Instructions to follow:
Write out all the records again, changing "Target" to "Item" and keeping everything else the same. Leave the pictures out of your answer.

Dataset items
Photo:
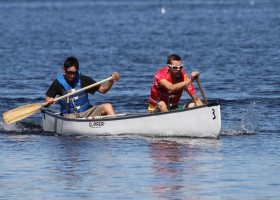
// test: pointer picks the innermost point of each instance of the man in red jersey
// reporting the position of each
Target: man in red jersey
(169, 83)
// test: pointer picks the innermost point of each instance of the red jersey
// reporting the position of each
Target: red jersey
(159, 93)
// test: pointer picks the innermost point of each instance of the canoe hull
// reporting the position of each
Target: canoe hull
(202, 121)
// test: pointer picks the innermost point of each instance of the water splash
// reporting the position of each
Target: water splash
(246, 121)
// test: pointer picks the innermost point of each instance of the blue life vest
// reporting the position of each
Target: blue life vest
(75, 103)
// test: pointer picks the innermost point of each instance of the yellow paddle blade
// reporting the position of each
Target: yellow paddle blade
(21, 112)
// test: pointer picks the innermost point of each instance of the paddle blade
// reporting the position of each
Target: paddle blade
(21, 113)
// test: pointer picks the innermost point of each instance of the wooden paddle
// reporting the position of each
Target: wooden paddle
(30, 109)
(201, 91)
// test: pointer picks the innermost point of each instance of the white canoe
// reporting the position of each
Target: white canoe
(203, 121)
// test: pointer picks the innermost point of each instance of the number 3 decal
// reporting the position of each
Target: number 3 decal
(214, 116)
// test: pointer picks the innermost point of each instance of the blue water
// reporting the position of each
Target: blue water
(233, 44)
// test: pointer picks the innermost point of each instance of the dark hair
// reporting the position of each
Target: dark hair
(173, 57)
(70, 62)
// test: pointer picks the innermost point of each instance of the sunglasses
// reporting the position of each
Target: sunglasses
(71, 72)
(176, 67)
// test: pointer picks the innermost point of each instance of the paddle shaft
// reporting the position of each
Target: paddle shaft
(30, 109)
(81, 89)
(201, 91)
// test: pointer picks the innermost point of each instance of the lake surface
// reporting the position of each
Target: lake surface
(233, 44)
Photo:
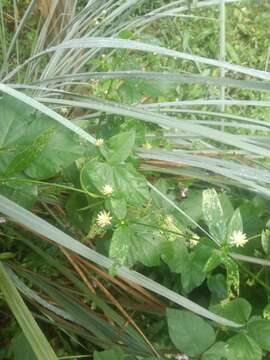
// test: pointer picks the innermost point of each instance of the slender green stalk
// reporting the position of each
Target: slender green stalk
(222, 53)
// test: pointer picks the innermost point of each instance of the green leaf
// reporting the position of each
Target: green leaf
(212, 262)
(213, 214)
(30, 328)
(21, 161)
(27, 136)
(23, 193)
(118, 207)
(115, 353)
(235, 224)
(175, 255)
(189, 333)
(242, 347)
(118, 148)
(193, 275)
(259, 330)
(218, 351)
(120, 245)
(126, 182)
(21, 348)
(237, 310)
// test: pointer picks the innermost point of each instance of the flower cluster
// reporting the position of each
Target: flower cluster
(104, 218)
(238, 238)
(107, 190)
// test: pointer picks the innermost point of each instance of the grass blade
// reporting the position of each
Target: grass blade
(41, 227)
(34, 335)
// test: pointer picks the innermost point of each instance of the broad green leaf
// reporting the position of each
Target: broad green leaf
(193, 275)
(235, 224)
(243, 347)
(118, 207)
(21, 161)
(237, 310)
(21, 348)
(126, 182)
(259, 330)
(218, 351)
(26, 135)
(189, 333)
(120, 245)
(30, 328)
(77, 211)
(212, 262)
(146, 245)
(214, 215)
(218, 287)
(115, 353)
(175, 255)
(24, 194)
(118, 148)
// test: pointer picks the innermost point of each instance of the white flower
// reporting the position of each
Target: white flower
(238, 239)
(168, 221)
(107, 190)
(147, 146)
(99, 142)
(194, 240)
(104, 218)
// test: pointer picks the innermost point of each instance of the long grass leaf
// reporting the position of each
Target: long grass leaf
(41, 227)
(32, 332)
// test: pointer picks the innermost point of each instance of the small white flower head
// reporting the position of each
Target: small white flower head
(181, 357)
(107, 190)
(147, 146)
(104, 218)
(99, 142)
(238, 239)
(64, 110)
(168, 221)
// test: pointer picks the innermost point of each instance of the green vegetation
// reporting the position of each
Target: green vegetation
(134, 180)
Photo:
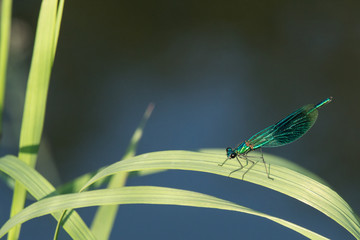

Exercise output:
Photo:
// test: pointer picks the innermost point of each instance of the man in red jersey
// reporting the position of each
Item: man in red jersey
(169, 83)
// test: pointer picks the innermost point of each instance of the red jersey
// reporting the position of each
Item: red jersey
(159, 93)
// test: pointer picks the innermost point of each instance of the canoe hull
// reporting the position of each
Item: canoe hull
(202, 121)
// test: pointer picks the innermost point of each instance of the water splash
// reporting the position of each
Item: water splash
(246, 121)
// test: pointer picks the innermost point of each instance of the blue life vest
// reporting the position of each
Item: blue life vest
(75, 103)
// test: pointer picks the innermost point of each instance of the yellow paddle blade
// reporting the position of each
Item: yellow paddle blade
(21, 112)
// test: pointer picks the innermost point of each instance of the paddle blade
// reporting the position of each
Item: paddle blade
(21, 113)
// test: pointer picks the innermost point of each instance of the wooden paddle
// reporting the position of each
Item: wooden paddle
(30, 109)
(201, 91)
// test: pointer picks the innermost point of each instance of the white canoe
// reporting the position of each
Item: white canoe
(203, 121)
// test: pointer picks the innermost point of each instance of the number 3 decal
// reporting the position of each
Item: number 3 decal
(214, 116)
// test: pointer picks the innermost point of each instance of the blue water
// reporting the position of each
Item: blue water
(233, 44)
// test: pointer picks the innermost point of each instance of the dark hair
// reporting the position of each
Item: dark hair
(173, 57)
(70, 62)
// test: pointer picks the innermost point of each instance of the sunglasses
// reporting the position of each
Item: sunglasses
(71, 72)
(176, 67)
// test: pointer picks the innermost point of each instance of the paddle shaft
// reporting the position of each
Item: paddle shaft
(30, 109)
(81, 89)
(201, 91)
// test: pointer picks the innermost point of each instance of the lake surface
// reporting the position of each
Item: lake surface
(233, 44)
Photo:
// test: pointer picks the innermost point of each instance of the slender green stalk
// reporting the position of each
Item: slender green stalk
(222, 53)
// test: pointer picks the innermost point of each instance of the green leaf
// reporting the position of each
Item: green leaf
(212, 262)
(213, 214)
(30, 328)
(21, 161)
(27, 136)
(23, 193)
(118, 207)
(115, 353)
(235, 224)
(175, 255)
(189, 333)
(242, 347)
(118, 148)
(193, 275)
(259, 330)
(218, 351)
(120, 245)
(126, 182)
(21, 348)
(237, 310)
// test: pointer picks the innermost point of each instance of the flower cluster
// reporting the position of each
Item: flower cluster
(104, 218)
(238, 238)
(107, 190)
// test: pointer picks the innermost point of each instance of the grass blade
// reporting the position of each
Item: grass blade
(41, 227)
(34, 335)
// test: pointer picks the innermost point of each instance of the broad green leaf
// reporting the position of each
Item: broad green leaf
(193, 275)
(235, 224)
(243, 347)
(118, 207)
(21, 161)
(237, 310)
(21, 348)
(126, 182)
(259, 330)
(218, 351)
(26, 135)
(189, 333)
(120, 245)
(30, 328)
(77, 211)
(212, 262)
(146, 245)
(214, 215)
(218, 287)
(115, 353)
(175, 255)
(24, 194)
(118, 148)
// test: pointer picks the innermost point of each instance of the white flower
// reporting the position of each
Item: white flower
(238, 239)
(168, 221)
(107, 190)
(147, 146)
(99, 142)
(194, 240)
(104, 218)
// test: pointer picks the innermost point of each instance of the long grass leaf
// reporting the position of each
Item: long grass leaf
(41, 227)
(32, 332)
// test: pointer picks the innermost point of each instance of the small white flower head
// reporting the position of each
Item: small white flower head
(181, 357)
(107, 190)
(147, 146)
(104, 218)
(99, 142)
(238, 239)
(64, 110)
(168, 221)
// test: pointer picks the innermost point of each instance of the green vegetation
// reporting the position of each
Item: green vegetation
(134, 180)
Photo:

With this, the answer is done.